What is expected: What is needed here is an exact repetition of the records below, beginning at the line that has "the metal bollard" and stopping after the line that has "of the railing".

Records for the exercise:
%%

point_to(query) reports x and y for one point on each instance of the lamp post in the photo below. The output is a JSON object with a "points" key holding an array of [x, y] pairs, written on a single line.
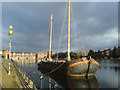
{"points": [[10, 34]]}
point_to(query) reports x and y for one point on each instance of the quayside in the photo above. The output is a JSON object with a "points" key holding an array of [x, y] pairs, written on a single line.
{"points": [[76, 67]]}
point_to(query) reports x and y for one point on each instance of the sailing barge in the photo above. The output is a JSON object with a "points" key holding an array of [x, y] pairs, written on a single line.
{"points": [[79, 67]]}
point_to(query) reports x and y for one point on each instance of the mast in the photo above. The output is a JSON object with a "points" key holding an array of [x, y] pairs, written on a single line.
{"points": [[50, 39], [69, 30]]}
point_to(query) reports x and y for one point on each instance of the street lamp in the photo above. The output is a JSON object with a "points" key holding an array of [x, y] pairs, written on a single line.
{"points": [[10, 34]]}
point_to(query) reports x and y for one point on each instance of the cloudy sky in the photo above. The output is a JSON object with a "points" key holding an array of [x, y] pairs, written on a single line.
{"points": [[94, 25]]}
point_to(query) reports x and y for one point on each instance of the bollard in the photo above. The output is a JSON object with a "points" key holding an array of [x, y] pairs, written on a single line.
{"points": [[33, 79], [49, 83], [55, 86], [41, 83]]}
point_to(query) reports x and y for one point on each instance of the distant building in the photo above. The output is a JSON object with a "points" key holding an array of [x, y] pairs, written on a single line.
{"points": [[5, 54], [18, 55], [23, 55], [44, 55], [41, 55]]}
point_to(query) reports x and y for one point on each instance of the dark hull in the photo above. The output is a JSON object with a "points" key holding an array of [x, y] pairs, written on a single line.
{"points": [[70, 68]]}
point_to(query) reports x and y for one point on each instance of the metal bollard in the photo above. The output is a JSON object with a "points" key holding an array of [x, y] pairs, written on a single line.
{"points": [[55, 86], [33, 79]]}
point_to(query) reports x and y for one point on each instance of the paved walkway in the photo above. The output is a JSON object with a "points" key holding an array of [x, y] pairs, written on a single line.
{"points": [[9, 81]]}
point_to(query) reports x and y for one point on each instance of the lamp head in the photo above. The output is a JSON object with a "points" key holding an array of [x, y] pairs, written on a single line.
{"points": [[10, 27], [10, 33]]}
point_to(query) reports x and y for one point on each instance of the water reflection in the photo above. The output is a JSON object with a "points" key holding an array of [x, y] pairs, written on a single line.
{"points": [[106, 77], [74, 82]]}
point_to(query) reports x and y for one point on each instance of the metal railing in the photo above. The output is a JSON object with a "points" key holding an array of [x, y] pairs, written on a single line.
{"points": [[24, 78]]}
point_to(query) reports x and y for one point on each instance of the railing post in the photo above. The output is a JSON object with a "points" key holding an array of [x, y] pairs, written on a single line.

%%
%%

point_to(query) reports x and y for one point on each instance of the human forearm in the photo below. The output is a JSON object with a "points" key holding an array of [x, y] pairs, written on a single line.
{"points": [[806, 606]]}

%%

Completed task:
point_to(query) reports x and y for one point on each instance of the metal bollard in the photo above. The output is a JSON object with a "points" key holding an array of [x, y] pairs, written on a single line.
{"points": [[55, 86], [33, 79]]}
point_to(query) reports x and y for one point on each instance of the paved walkway in the photo above. The output is a JSON object with a "points" key holding an array of [x, y] pairs, written on a single line.
{"points": [[9, 81]]}
point_to(query) reports x and y for one point on each instance of the lamp head in the photo above. The output is a JSON object with a "points" key holding an array of [x, y] pairs, written on a single line.
{"points": [[10, 27], [10, 33]]}
point_to(query) reports x and y for one point on each instance of the water reflection in the photo above. The output is a JSON object with a "points" key holding an array of [x, y] pairs, written on a single line.
{"points": [[106, 77], [74, 82]]}
point_to(query) reports x and y for one point on each instance of the metal railing in the photo above. The output is a JSON object with a "points" key holding an array of [x, y] pairs, written on a single line.
{"points": [[24, 78]]}
point_to(query) reports x and y for one point on each instance of the railing post in the photo above. The output is a JSON object with a "points" key holding an array of [x, y] pairs, written on a single line.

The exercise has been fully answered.